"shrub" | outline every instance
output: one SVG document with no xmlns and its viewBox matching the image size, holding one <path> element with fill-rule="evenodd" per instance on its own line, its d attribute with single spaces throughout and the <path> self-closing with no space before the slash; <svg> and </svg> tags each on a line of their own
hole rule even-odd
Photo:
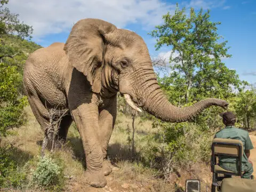
<svg viewBox="0 0 256 192">
<path fill-rule="evenodd" d="M 0 186 L 3 188 L 17 187 L 26 180 L 24 169 L 19 167 L 11 158 L 15 150 L 6 144 L 0 147 Z"/>
<path fill-rule="evenodd" d="M 53 159 L 49 155 L 45 155 L 40 158 L 37 164 L 33 174 L 33 180 L 39 186 L 59 189 L 65 181 L 63 169 L 60 158 Z"/>
</svg>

--

- EXERCISE AIM
Rewrite all of the items above, requests included, scaling every number in the answers (the viewBox values and the path coordinates) by a factor of 2 and rounding to whole numbers, with halves rounded up. Leave the pictures out of the answer.

- PROBLEM SOLUTION
"shrub" | outline every instance
output: one SVG document with no xmlns and its viewBox matching the image size, holding one <path> element with fill-rule="evenodd" per instance on its own line, its d attribute with single spaces throughout and the <path> self-closing with no space before the slash; <svg> and </svg> tags each on a line of their own
hole rule even-odd
Photo:
<svg viewBox="0 0 512 384">
<path fill-rule="evenodd" d="M 0 372 L 6 376 L 34 374 L 52 360 L 48 338 L 38 334 L 22 316 L 30 300 L 12 288 L 0 294 Z"/>
<path fill-rule="evenodd" d="M 106 318 L 98 310 L 90 310 L 80 316 L 74 328 L 66 348 L 66 360 L 78 372 L 118 378 L 130 362 L 126 338 L 120 316 Z"/>
</svg>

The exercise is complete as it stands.